Film biographique autour d’Aretha Franklin, « Respect » donne à comprendre l’étroit maillage tissé entre la vie privée de l’artiste en tant que femme et les hauts-faits qui ont marqué sa carrière de musicienne.

Sommaire

Adoubée par la Reine

Lorsqu’il est question de biopic, se couler dans la peau d’une sommité telle qu’Aretha Franklin ne semble pas chose aisée. Encore moins quand votre participation découle de la demande expresse de la star. C’était en 2018, quelques mois avant son décès. Tant un honneur qu’un potentiel cadeau empoisonné qui échoit à l’actrice et chanteuse afro-américaine Jennifer Hudson, membre de cette catégorie de comédiens polyvalents dont la portée de l’expression corporelle ne connaît que les limites qu’elle s'impose à elle-même.

Pour la cinéaste Liesl Tommy, bénéficier du concours d’une artiste de cette envergure apparaît comme une aubaine tant celle-ci cumule à la fois qualités d’actrice, voix hors du commun et profil suffisamment bankable pour espérer transformer l’essai en blockbuster.

« Comme pour Dreamgirls, le rôle dont elle s’empare dans Respect lui va comme un gant, d’autant que le medium principal du biopic de Liesl Tommy est davantage la musique que la comédie. — »

Car s’il est vrai qu’elle est surtout saluée pour sa carrière d’icone R&B, il ne faudrait pas oublier que Jennifer Hudson est détentrice d’un oscar de meilleure actrice dans un second rôle pour Dreamgirls (Bill Condon, 2006). Cette récompense vient consacrer son interprétation remarquée de And I Am Telling You (I’m Not Going) dans ce film musical véritablement taillé pour ses attributs.

Respect 2

Le genre d’honneurs qu’elle ne parvient plus à s’attirer par la suite sous sa casquette d’actrice (à l’inverse, elle remporte deux Grammy Awards en tant que chanteuse), elle qui enchaîne les apparitions mitigées dans des réalisations mineures. Mais comme pour Dreamgirls, le rôle dont elle s’empare dans Respect lui va comme un gant, d’autant que le medium principal du biopic de Liesl Tommy est davantage la musique que la comédie.

Données présentées:
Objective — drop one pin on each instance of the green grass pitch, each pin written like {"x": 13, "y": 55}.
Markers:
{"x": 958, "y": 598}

Votre objectif: Pouvez-vous recopier mot pour mot le passage du texte sur le film « Respect » qui va de « Car s’il est » à « pour ses attributs. » ?

Solution de l'exercice:
Car s’il est vrai qu’elle est surtout saluée pour sa carrière d’icone R&B, il ne faudrait pas oublier que Jennifer Hudson est détentrice d’un oscar de meilleure actrice dans un second rôle pour Dreamgirls (Bill Condon, 2006). Cette récompense vient consacrer son interprétation remarquée de And I Am Telling You (I’m Not Going) dans ce film musical véritablement taillé pour ses attributs.